* About this exercise *
Below are some entries. Reproduce them word for word.
******************************
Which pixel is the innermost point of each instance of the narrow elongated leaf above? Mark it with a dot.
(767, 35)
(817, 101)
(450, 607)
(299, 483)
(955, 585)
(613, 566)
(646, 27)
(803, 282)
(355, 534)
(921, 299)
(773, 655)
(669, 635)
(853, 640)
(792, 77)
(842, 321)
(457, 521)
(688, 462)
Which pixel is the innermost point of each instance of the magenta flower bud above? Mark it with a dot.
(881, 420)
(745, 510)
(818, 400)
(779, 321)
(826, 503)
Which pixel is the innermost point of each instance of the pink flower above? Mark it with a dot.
******************************
* Solution for this exercise *
Which pixel is the innermost point of each instance of the narrow elongated leaf above? Mark it with a dot.
(767, 35)
(817, 101)
(450, 607)
(299, 483)
(955, 585)
(613, 566)
(646, 27)
(803, 282)
(355, 534)
(921, 299)
(773, 655)
(669, 635)
(853, 640)
(792, 77)
(842, 321)
(457, 521)
(688, 462)
Which pixel is the innermost point of each instance of the magenta flower bud above? Mark it with a dot.
(881, 420)
(745, 510)
(818, 400)
(779, 321)
(826, 503)
Which pixel is the innermost point of each instance of the pink flower above? Mark it with a dot.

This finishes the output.